[Entries from a set of point annotations]
========
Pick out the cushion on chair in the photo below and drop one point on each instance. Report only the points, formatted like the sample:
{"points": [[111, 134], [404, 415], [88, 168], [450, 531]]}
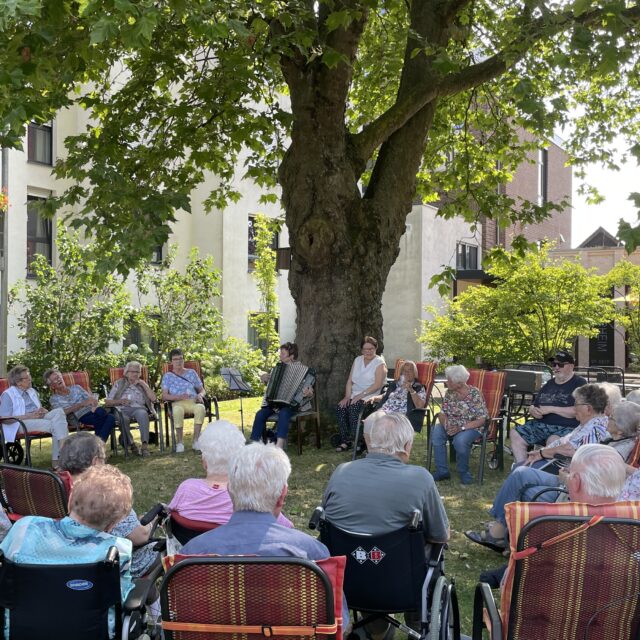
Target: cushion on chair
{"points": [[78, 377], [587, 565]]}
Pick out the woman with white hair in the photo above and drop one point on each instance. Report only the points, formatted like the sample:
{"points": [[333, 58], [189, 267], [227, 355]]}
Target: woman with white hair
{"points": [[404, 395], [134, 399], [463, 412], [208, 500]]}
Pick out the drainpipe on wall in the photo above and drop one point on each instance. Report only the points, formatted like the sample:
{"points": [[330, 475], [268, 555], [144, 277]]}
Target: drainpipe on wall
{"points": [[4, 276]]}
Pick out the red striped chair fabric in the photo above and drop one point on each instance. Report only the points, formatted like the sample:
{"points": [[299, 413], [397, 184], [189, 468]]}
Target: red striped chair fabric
========
* _What you have to do_
Reproduce all of the material above word for word, leaving out the pictures.

* _Solution_
Pick out the cushion on chair in the photo below and drop one point on each instance. Report only the points, formatted like the sample:
{"points": [[111, 134], [404, 415], [88, 168], [450, 531]]}
Target: cushion on chair
{"points": [[78, 377], [587, 565]]}
Pick out the woman with white hair in the photo above and drop one point on each instance. Report only the points, formatted like the sample:
{"points": [[333, 58], [189, 267], [227, 355]]}
Target: woman with white hair
{"points": [[404, 395], [134, 399], [463, 412], [208, 500]]}
Pick out the drainpipe on wall in the photo above and drop one point on each instance. Report only the points, formatted like the sample:
{"points": [[330, 475], [268, 555], [144, 277]]}
Target: drainpipe on wall
{"points": [[4, 276]]}
Pick out the red striped chair fabric in the photo above and drop one point on each instance. Report only the points, formatted like the sample:
{"points": [[299, 413], [397, 184], [189, 468]]}
Target: red striped chair fabric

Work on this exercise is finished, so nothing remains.